**GIVEN REQUEST:** Copy word for word the lines of the material below, from the line with "the man's suit" through the end of the material. Leave the pictures out of your answer.

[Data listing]
▬▬▬▬▬▬

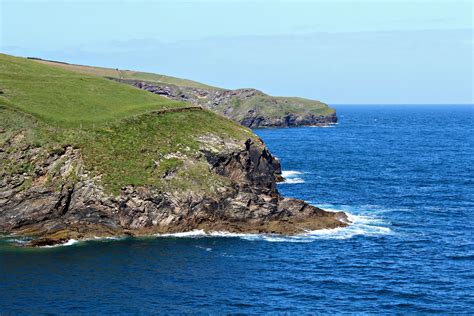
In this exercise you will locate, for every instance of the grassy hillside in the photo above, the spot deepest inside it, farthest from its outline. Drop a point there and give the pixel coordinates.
(260, 104)
(121, 136)
(275, 107)
(126, 74)
(69, 98)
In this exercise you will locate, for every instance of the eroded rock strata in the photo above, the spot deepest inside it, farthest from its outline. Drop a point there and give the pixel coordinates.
(56, 199)
(226, 102)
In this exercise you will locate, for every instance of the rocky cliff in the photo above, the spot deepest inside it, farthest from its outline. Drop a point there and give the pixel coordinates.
(82, 156)
(56, 198)
(249, 107)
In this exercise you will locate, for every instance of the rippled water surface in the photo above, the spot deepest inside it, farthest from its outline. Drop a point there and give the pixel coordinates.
(404, 174)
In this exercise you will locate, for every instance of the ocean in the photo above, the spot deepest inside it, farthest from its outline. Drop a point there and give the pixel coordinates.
(405, 176)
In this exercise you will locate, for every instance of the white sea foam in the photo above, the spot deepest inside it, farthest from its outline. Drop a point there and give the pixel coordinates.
(364, 224)
(70, 242)
(291, 177)
(293, 181)
(360, 225)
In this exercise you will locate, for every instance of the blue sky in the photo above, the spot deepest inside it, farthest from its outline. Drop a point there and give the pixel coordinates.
(335, 51)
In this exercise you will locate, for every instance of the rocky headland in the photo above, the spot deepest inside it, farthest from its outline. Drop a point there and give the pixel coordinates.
(84, 157)
(249, 107)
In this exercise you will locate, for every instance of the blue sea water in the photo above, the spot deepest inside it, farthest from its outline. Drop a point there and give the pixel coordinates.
(404, 174)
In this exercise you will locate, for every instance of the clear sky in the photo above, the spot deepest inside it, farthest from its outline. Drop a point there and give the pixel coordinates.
(418, 51)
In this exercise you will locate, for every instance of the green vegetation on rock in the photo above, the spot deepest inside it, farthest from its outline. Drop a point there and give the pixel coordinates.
(126, 135)
(126, 74)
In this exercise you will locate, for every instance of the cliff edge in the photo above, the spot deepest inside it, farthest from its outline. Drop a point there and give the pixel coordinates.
(84, 157)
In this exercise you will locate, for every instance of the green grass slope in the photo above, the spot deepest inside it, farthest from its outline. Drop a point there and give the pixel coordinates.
(69, 98)
(275, 107)
(125, 141)
(262, 104)
(125, 74)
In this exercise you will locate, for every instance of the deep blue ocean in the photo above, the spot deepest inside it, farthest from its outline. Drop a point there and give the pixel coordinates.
(405, 175)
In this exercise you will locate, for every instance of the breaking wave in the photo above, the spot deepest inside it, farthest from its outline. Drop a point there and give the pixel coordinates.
(291, 177)
(361, 225)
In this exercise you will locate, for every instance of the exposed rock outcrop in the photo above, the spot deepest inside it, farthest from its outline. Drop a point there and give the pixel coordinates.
(226, 102)
(53, 197)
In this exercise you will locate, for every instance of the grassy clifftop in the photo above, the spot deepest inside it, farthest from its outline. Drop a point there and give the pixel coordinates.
(249, 107)
(127, 136)
(125, 74)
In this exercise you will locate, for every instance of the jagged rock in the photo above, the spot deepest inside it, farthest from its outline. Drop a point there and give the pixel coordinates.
(221, 101)
(60, 201)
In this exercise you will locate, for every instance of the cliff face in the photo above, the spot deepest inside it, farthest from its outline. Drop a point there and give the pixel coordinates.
(249, 107)
(82, 156)
(58, 199)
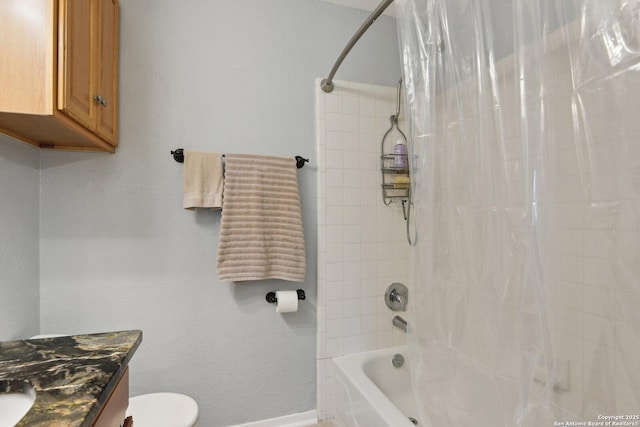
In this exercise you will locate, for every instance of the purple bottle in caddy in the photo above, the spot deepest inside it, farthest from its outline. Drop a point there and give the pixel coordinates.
(400, 150)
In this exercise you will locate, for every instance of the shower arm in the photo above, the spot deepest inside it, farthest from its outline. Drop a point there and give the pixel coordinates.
(327, 84)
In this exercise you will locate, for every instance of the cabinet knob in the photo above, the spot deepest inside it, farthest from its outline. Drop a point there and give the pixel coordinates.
(100, 100)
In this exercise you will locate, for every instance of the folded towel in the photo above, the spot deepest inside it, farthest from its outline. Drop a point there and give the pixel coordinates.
(261, 233)
(202, 180)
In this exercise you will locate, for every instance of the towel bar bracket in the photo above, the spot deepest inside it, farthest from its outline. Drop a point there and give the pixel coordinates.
(271, 296)
(178, 156)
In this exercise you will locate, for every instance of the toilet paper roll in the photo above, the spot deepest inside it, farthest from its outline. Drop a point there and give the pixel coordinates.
(287, 301)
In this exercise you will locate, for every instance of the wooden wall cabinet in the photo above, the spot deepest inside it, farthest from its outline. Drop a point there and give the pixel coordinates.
(59, 73)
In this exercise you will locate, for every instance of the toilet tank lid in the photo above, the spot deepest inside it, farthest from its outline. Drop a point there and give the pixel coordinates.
(163, 410)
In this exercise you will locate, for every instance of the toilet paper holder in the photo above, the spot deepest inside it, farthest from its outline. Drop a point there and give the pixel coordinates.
(271, 296)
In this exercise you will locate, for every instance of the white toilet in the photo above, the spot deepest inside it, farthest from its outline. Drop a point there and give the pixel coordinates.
(163, 410)
(157, 409)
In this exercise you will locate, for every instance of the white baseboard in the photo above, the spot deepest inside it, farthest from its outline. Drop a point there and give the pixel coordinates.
(304, 419)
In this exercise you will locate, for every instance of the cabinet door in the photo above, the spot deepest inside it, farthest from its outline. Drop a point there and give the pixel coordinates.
(107, 70)
(75, 52)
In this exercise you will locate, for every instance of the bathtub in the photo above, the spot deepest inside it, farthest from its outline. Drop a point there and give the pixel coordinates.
(371, 392)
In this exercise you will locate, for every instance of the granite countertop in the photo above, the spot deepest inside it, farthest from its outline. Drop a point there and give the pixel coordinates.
(72, 376)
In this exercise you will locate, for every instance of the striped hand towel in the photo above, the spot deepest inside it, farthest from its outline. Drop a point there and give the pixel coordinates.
(261, 233)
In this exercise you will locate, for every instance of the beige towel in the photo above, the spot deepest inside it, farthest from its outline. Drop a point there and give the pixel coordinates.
(261, 229)
(202, 180)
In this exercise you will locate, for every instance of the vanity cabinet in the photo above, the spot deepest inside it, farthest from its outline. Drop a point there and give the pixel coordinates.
(59, 73)
(114, 411)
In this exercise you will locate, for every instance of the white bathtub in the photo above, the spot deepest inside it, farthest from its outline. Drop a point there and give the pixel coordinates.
(371, 392)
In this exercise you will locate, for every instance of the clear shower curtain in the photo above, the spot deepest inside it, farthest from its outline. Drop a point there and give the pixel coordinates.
(524, 121)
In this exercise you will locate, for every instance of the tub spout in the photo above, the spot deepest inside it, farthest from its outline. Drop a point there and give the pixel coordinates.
(399, 322)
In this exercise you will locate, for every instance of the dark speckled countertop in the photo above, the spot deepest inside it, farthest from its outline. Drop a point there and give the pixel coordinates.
(72, 376)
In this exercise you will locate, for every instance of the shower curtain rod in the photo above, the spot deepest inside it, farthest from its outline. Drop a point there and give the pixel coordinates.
(327, 84)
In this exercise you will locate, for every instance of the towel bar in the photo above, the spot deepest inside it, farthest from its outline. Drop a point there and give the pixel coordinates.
(178, 156)
(271, 296)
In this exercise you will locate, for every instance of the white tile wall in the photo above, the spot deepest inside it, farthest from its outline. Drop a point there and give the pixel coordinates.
(361, 242)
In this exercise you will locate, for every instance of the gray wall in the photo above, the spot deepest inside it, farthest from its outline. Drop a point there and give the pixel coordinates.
(19, 253)
(119, 252)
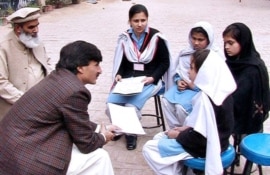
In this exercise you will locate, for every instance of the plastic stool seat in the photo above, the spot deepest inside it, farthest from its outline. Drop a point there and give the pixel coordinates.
(227, 158)
(256, 148)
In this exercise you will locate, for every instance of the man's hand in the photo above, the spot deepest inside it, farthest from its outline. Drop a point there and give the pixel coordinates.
(107, 133)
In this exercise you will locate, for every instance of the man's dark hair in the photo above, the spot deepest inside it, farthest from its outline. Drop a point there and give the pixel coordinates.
(78, 53)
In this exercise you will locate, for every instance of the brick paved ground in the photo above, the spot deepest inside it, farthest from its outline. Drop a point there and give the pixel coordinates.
(101, 23)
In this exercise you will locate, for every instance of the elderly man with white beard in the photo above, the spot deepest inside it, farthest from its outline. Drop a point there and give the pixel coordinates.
(23, 59)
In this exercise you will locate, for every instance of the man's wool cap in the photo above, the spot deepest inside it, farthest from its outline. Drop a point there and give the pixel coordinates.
(24, 15)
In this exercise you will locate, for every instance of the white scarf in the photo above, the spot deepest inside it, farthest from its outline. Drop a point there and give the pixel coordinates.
(215, 81)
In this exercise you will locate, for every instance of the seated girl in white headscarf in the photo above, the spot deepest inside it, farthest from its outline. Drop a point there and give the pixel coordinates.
(207, 129)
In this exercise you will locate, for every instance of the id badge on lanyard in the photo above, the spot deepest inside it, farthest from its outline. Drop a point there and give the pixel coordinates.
(138, 66)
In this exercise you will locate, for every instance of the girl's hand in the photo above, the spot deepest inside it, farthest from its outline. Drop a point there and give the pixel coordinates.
(181, 85)
(172, 133)
(148, 80)
(118, 78)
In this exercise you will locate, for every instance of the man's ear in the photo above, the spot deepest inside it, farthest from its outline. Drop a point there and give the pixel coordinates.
(80, 69)
(17, 29)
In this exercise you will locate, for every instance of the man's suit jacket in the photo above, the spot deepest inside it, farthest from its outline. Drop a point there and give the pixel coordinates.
(37, 134)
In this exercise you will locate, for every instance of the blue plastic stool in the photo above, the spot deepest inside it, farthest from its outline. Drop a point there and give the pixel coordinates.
(198, 164)
(256, 149)
(158, 108)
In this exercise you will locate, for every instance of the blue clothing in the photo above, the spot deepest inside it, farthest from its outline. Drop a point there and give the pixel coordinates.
(137, 100)
(173, 95)
(169, 147)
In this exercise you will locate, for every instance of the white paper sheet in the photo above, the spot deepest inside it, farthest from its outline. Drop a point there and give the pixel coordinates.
(129, 86)
(125, 118)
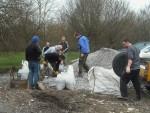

▬▬▬▬▬▬

**WRITTEN ANSWER:**
In this exercise you will locate, for every instance of the man's suit jacket in the photo above, the spot deepest inside it, farthest from its outline. Drop a point there and give the pixel coordinates.
(37, 134)
In this exercise you will locate, for every instance of the blue plastic stool in the photo above, the spot deepest inside it, farthest from its outline. Drop a point there and give the pixel coordinates.
(198, 164)
(256, 149)
(158, 108)
In this exercise you will locate, for every instance of the blue clothing in the photo above, the spot deepest inside it, farthest from its outline. Drop a point there and give the pixel coordinates.
(137, 100)
(173, 95)
(169, 147)
In this exercise you will locate, for every instance of the white paper sheet in the photo above, the spot deepest inside it, farthest from its outline. Drop a point there and give the pixel coordinates.
(129, 86)
(125, 118)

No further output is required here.